What to work on →
Reproduce verbatim the portion of the entries that begins with the line containing "Task: locate the building roofline." and ends with the line containing "column 589, row 616", including both of those lines and nothing else.

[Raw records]

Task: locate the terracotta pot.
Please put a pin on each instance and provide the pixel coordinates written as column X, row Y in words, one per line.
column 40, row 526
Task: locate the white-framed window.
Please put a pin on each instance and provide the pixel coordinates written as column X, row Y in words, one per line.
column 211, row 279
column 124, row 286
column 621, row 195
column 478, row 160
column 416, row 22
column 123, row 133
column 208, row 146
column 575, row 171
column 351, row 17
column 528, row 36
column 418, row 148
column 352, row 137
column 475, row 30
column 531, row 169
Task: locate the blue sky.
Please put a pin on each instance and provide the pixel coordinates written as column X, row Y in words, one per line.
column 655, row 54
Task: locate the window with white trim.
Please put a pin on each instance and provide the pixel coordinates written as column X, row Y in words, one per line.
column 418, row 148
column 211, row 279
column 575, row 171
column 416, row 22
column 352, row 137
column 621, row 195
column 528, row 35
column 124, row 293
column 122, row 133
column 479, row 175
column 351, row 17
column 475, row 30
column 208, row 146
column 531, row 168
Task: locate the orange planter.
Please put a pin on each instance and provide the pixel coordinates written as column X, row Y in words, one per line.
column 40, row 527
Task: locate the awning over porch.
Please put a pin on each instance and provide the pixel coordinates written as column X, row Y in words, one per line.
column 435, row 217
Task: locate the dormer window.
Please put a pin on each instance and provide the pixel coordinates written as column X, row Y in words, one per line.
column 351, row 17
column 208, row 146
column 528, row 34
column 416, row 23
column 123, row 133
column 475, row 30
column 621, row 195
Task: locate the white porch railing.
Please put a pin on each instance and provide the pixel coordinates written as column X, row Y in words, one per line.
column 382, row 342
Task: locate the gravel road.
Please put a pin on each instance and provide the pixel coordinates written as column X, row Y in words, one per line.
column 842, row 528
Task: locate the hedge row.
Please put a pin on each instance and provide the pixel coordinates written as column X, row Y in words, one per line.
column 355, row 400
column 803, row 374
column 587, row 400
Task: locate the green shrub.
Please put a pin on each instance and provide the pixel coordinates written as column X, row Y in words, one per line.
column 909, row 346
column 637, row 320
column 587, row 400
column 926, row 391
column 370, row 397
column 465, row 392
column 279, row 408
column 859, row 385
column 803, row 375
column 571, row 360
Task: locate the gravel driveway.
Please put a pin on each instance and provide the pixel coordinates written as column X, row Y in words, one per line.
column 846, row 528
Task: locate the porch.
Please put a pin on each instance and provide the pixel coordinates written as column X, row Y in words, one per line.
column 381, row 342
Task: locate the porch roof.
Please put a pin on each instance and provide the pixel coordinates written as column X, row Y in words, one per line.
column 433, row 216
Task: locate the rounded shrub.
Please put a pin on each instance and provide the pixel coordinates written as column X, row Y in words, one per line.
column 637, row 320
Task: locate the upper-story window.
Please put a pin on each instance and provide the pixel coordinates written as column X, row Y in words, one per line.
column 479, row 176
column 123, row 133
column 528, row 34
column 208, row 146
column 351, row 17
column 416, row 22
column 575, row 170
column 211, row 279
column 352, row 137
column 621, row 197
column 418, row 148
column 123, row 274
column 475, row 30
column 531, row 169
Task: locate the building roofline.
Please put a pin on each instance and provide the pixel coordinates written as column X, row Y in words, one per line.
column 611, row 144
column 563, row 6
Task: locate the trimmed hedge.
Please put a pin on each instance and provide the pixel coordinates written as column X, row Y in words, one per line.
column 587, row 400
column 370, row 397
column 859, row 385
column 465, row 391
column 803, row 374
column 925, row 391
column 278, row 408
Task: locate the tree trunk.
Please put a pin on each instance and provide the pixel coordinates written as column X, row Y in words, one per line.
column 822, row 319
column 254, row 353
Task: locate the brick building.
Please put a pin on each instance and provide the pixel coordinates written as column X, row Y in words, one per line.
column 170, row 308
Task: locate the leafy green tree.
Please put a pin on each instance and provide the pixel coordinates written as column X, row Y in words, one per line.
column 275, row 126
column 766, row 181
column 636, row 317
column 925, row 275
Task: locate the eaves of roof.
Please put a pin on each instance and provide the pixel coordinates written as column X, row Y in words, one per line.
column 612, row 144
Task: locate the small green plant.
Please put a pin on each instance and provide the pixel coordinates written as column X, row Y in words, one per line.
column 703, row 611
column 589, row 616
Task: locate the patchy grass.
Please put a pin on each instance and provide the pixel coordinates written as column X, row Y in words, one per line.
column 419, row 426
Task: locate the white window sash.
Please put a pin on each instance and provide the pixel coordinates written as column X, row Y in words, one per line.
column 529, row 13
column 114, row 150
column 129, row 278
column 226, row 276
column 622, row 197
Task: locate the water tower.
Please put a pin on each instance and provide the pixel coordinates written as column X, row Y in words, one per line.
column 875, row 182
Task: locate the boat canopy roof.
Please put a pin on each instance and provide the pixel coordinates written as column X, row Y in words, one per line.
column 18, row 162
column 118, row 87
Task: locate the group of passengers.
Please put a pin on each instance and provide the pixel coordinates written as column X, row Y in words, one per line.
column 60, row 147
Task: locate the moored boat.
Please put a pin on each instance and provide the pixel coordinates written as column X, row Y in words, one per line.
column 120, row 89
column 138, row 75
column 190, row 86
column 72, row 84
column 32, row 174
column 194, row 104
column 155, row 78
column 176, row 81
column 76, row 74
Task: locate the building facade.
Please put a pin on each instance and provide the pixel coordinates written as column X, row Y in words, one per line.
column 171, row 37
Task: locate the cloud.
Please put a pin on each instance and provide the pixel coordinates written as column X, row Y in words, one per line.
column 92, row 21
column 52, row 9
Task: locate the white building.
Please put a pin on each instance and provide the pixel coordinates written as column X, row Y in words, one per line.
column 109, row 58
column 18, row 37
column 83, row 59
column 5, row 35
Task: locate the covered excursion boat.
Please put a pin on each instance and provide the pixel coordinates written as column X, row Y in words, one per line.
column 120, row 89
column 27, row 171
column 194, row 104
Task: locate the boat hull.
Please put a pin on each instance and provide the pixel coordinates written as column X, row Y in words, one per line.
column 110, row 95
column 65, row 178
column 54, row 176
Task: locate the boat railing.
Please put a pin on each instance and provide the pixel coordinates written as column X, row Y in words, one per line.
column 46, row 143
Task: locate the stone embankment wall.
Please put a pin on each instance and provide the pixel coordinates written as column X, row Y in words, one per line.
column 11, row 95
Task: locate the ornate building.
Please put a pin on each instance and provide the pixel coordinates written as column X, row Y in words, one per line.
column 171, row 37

Final answer →
Task: locate the building roofline.
Please put a pin on each instance and provide the pixel coordinates written as column X, row Y in words, one per line.
column 611, row 144
column 563, row 6
Task: locate the trimmed hedge.
Please put a pin on each instance and provide the pixel coordinates written as column X, row Y in words, one per line.
column 587, row 400
column 370, row 397
column 859, row 385
column 465, row 391
column 803, row 374
column 925, row 391
column 278, row 408
Task: locate the tree trunk.
Please put a pin on each instance and provide the pixel coordinates written as column X, row Y in words, one per line.
column 822, row 319
column 254, row 353
Task: locate the brick building.
Please put a pin on each instance and provide the pixel coordinates written as column X, row Y in words, one per line.
column 170, row 308
Task: locate the leafy green tree.
Please put a pin on each instance and provide the pixel coordinates written as column X, row Y in words, one per line.
column 275, row 126
column 766, row 181
column 636, row 317
column 925, row 275
Task: locate the eaves of roof.
Please put a pin on each instance and provide the pixel coordinates written as column X, row Y in words, one per line.
column 612, row 144
Task: locate the small green plant.
Please put a pin on each instance and provide the pixel coordinates written as column X, row Y in words, one per line.
column 703, row 611
column 589, row 616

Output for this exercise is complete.